**** SELECTED TEXT

What is a y-combinator? (2008) - emanuelsaringan
http://stackoverflow.com/questions/93526/what-is-a-y-combinator
======
lisper
This is what the factorial function looks like in (almost) pure lambda
calculus:

    
    
        ((λ (f) ((λ (g) (g g)) (λ (h) (λ (x) ((f (h h)) x)))))  ; <-- The Y combinator
         (λ (f)
            (λ (n)
               (if ((λ (p a b) (p a b)) ((λ (n) (n (λ (x) (λ (x y) y)) (λ (x y) x))) n) t nil)
                 ((λ (n) (λ (f x) (f (n f x)))) (λ (f x) x))
                 ((λ (m n) (m ((λ (m n) (λ (f x) (m f (n f x)))) n) (λ (f x) x)))
                  n (f ((λ (n) (λ (f x) (n (λ (g h) (h (g f))) (λ (u) x) (λ (u) u)))) n)))))))
    

You can actually run this code with an appropriate definition of λ:

    
    
        ? (((λ (f) ((λ (g) (g g)) (λ (h) (λ (x) ((f (h h)) x)))))

********
**** DATA LISTING

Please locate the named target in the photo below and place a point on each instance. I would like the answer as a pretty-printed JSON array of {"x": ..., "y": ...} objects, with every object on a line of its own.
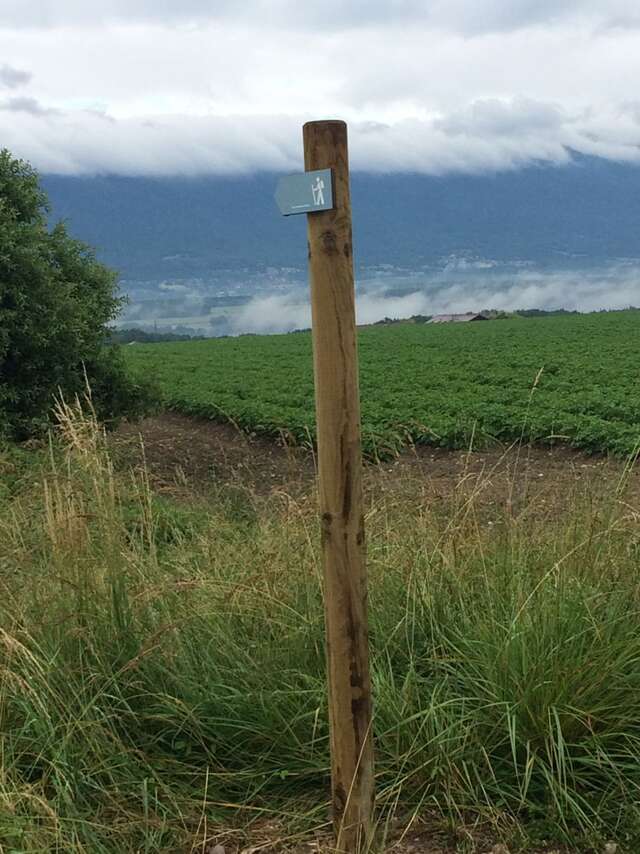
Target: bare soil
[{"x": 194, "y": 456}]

********
**** DATA LISTING

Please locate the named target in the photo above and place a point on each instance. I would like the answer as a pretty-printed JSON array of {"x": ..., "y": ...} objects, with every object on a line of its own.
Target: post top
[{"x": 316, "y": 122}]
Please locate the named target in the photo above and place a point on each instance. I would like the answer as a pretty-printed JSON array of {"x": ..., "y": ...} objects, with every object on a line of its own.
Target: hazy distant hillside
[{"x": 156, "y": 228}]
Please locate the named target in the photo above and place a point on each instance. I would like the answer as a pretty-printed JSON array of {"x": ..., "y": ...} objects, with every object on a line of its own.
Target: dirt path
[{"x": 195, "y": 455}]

********
**** DATA LISTING

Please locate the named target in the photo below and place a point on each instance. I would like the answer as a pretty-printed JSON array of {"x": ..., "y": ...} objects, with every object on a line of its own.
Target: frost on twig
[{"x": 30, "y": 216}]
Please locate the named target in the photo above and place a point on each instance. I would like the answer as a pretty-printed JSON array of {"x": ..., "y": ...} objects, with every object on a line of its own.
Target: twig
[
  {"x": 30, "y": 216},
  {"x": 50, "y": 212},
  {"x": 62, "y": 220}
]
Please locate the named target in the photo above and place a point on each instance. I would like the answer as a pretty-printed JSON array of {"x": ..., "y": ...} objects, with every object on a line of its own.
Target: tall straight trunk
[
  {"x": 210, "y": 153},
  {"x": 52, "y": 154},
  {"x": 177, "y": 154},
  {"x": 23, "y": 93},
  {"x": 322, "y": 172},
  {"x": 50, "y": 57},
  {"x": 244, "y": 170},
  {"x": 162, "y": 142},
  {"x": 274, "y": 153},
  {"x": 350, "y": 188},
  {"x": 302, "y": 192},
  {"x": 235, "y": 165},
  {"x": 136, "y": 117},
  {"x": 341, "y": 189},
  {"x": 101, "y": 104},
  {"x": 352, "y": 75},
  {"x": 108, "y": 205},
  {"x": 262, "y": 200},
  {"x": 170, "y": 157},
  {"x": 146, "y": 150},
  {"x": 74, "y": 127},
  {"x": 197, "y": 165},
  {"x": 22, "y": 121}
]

********

PROBLEMS TO WORK ON |
a – Answer these questions about the Y-combinator thread, one answer per line, marked the same way:
(i) What year appears in the thread's title?
(ii) Which function does the lambda-calculus code compute?
(iii) What does the comment say is needed to actually run the code?
b – Write a continuation of the Y-combinator thread, starting where it stops.

PER-TASK ANSWERS |
a –
(i) 2008
(ii) The factorial function
(iii) An appropriate definition of λ

b –
            (λ (f)
               (λ (n)
                  (if ((λ (p a b) (p a b)) ((λ (n) (n (λ (x) (λ (x y) y)) (λ (x y) x))) n) t nil)
                    ((λ (n) (λ (f x) (f (n f x)))) (λ (f x) x))
                    ((λ (m n) (m ((λ (m n) (λ (f x) (m f (n f x)))) n) (λ (f x) x)))
                     n (f ((λ (n) (λ (f x) (n (λ (g h) (h (g f))) (λ (u) x) (λ (u) u)))) n)))))))
           ((λ (n) (λ (f x) (f (n f x))))    ; <-- This is the number 6 expressed as a Church numeral
            ((λ (n) (λ (f x) (f (n f x))))
             ((λ (n) (λ (f x) (f (n f x))))
              ((λ (n) (λ (f x) (f (n f x))))
               ((λ (n) (λ (f x) (f (n f x))))
                ((λ (n) (λ (f x) (f (n f x))))
                 (λ (f x) x))))))))
        #<COMPILED-LEXICAL-CLOSURE #x30200214436F>
        ? (funcall * '1+ 0)
        720
    

Writing the code for λ is left as an exercise :-)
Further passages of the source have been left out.